> **INSTRUCTIONS FOR THE TASK**
Please write out the lines below again, replacing each "photo" with "image" and keeping everything else the same. Omit the pictures from your copy.

* Start ROWS *

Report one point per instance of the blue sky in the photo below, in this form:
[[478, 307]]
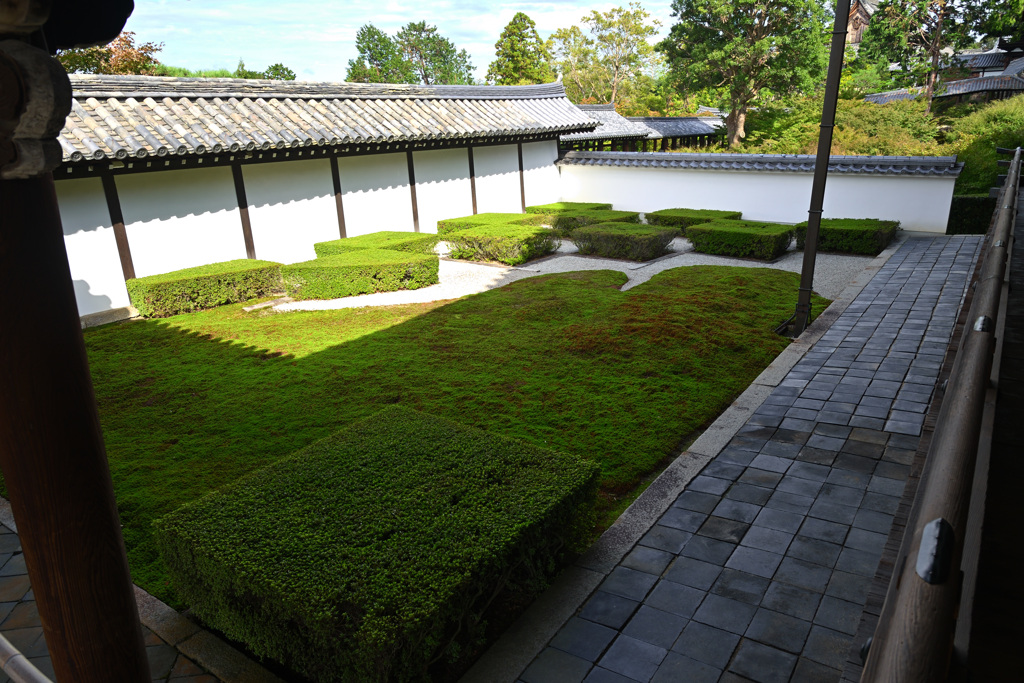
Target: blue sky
[[317, 39]]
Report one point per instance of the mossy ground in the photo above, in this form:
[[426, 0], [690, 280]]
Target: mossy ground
[[567, 361]]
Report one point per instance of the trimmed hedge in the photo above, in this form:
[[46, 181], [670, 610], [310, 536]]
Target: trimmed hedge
[[507, 244], [971, 214], [629, 241], [683, 218], [851, 236], [370, 554], [359, 271], [203, 287], [453, 224], [562, 207], [744, 239], [416, 243]]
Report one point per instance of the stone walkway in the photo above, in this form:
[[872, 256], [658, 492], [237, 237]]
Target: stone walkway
[[760, 569]]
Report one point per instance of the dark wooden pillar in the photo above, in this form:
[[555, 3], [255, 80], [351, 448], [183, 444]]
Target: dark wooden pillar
[[240, 194], [336, 179], [412, 191], [118, 222], [52, 455]]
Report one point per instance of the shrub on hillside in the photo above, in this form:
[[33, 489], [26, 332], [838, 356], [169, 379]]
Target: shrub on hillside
[[851, 236], [416, 243], [741, 238], [629, 241], [203, 287], [683, 218], [503, 243], [359, 271], [397, 534]]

* End ROWS *

> **FINAL RESULT**
Report one point per instance of the blue sky in the image below, in this form:
[[478, 307]]
Target: blue sky
[[317, 39]]
Report one point per instance of the mossy ground in the image above, in this form:
[[426, 0], [690, 280]]
Target: mossy ground
[[567, 361]]
Report one point per instance of the trimmed hedge in the image above, in this form:
[[46, 181], [670, 610], [310, 536]]
Target: trimmed hedge
[[507, 244], [971, 214], [629, 241], [683, 218], [851, 236], [370, 554], [359, 271], [203, 287], [453, 224], [562, 207], [744, 239], [416, 243]]
Report one point per instance of the stone walkway in the image above, in this form:
[[872, 256], [658, 492], [237, 237]]
Target: stone walkway
[[760, 569]]
Report one point per instance of the dark wooden pillar in the image above, in this form:
[[555, 3], [255, 80], [351, 448], [183, 444]]
Target: dark wooden pillar
[[240, 194], [336, 179], [412, 191], [118, 222], [52, 455]]
Report one point per instance of the shrub on hillside in the image above, in this form:
[[33, 489], [26, 332], [838, 356], [169, 379]]
Target: shrub on hillside
[[851, 236], [416, 243], [741, 238], [629, 241], [203, 287], [683, 218], [503, 243], [359, 271], [397, 534]]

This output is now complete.